### TO BE DONE:
Could you render every line of the listing below as a numbered list, leaving out any blank lines?
****************
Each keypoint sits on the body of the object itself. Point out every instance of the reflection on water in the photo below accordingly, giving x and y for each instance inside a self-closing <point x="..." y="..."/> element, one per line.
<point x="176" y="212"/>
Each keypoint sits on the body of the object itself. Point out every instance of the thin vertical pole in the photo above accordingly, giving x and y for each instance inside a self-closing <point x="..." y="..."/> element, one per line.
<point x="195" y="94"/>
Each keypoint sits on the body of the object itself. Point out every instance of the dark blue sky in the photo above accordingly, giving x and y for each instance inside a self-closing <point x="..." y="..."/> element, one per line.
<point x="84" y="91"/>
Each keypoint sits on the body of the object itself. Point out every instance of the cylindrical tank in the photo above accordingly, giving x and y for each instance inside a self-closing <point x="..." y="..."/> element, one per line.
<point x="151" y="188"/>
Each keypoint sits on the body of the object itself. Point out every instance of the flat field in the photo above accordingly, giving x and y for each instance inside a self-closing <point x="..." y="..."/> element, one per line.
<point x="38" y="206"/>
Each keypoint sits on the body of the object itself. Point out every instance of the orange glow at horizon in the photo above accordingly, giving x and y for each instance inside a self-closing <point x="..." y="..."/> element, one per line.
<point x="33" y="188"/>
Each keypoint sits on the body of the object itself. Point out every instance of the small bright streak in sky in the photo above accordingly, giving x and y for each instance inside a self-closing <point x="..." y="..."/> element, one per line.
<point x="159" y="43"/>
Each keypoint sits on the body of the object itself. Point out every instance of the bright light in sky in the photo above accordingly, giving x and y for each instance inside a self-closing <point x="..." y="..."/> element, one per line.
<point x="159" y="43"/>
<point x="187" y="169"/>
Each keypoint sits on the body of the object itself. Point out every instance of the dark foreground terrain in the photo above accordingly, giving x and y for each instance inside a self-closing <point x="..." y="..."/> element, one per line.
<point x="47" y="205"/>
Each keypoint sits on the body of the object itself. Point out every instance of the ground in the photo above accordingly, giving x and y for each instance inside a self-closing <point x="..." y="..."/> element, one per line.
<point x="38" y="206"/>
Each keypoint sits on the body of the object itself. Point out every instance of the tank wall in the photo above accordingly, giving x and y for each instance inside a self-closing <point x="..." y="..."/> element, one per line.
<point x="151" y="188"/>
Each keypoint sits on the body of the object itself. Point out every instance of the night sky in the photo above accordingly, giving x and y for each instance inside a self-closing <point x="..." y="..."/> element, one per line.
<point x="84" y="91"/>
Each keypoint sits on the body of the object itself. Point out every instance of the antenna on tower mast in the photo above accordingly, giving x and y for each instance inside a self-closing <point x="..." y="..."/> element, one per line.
****************
### OUTPUT OF THE TASK:
1. Each keypoint sits on the body of the object itself. Point out every instance of the reflection on water in the photo below accordingly, giving x and y for each instance inside a self-closing <point x="..." y="..."/> element, one per line.
2. <point x="176" y="212"/>
3. Each keypoint sits on the body of the object itself. Point out every instance of the thin vertical pole in the photo above accordingly, giving x and y for each instance inside a self-closing <point x="..." y="..."/> element, one per line.
4. <point x="195" y="94"/>
5. Each keypoint sits on the body of the object itself. Point out every instance of the dark blue sky in the photo above accordingly, giving x and y for each instance inside a self-closing <point x="..." y="..."/> element, one per line.
6. <point x="84" y="91"/>
7. Each keypoint sits on the body of the object itself. Point out every instance of the cylindrical tank in the photo above accordingly, giving x and y for each instance inside a self-closing <point x="..." y="..."/> element, one per line.
8. <point x="151" y="188"/>
9. Each keypoint sits on the body of the object itself. Point out every instance of the flat field in the photo above accordingly, giving x and y for each instance inside a self-closing <point x="..." y="..."/> element, one per line.
10. <point x="38" y="206"/>
11. Each keypoint sits on the body of the object itself. Point out every instance of the orange glow at horizon in the photo above accordingly, giving x and y for each instance inside a self-closing <point x="..." y="..."/> element, one per line.
12. <point x="33" y="188"/>
13. Each keypoint sits on the body of the object itself. Point out every instance of the small bright streak in sky in the photo above accordingly, giving x and y for each instance inside a self-closing <point x="..." y="..."/> element, one per line.
14. <point x="159" y="43"/>
15. Each keypoint sits on the body of the object itself. Point out every instance of the bright light in sky in the photo above accordingly, giving x and y for each instance inside a self-closing <point x="..." y="..."/> element, one per line.
16. <point x="159" y="43"/>
17. <point x="187" y="169"/>
18. Each keypoint sits on the body of the object itself. Point out every instance of the dark foreground terrain in the photo above accordingly, giving x and y for each instance inside a self-closing <point x="..." y="..."/> element, one per line.
19. <point x="47" y="205"/>
20. Each keypoint sits on the body of the object itself. Point out every instance of the ground in the photo above accordingly, giving x and y for each instance inside a self-closing <point x="..." y="..."/> element, one per line.
21. <point x="38" y="206"/>
22. Each keypoint sits on the body of the object itself. Point out every instance of the tank wall in the photo above accordingly, giving x and y for each instance inside a self-closing <point x="..." y="..."/> element, one per line.
23. <point x="151" y="188"/>
24. Each keypoint sits on the body of the object itself. Point out every instance of the night sky in the photo above accordingly, giving x and y for each instance inside a self-closing <point x="..." y="..."/> element, one per line.
25. <point x="84" y="91"/>
26. Each keypoint sits on the body of the object itself. Point out every instance of the antenna on tower mast in the photo above accordingly, giving x and y for each instance inside a self-closing <point x="..." y="..."/> element, one per line.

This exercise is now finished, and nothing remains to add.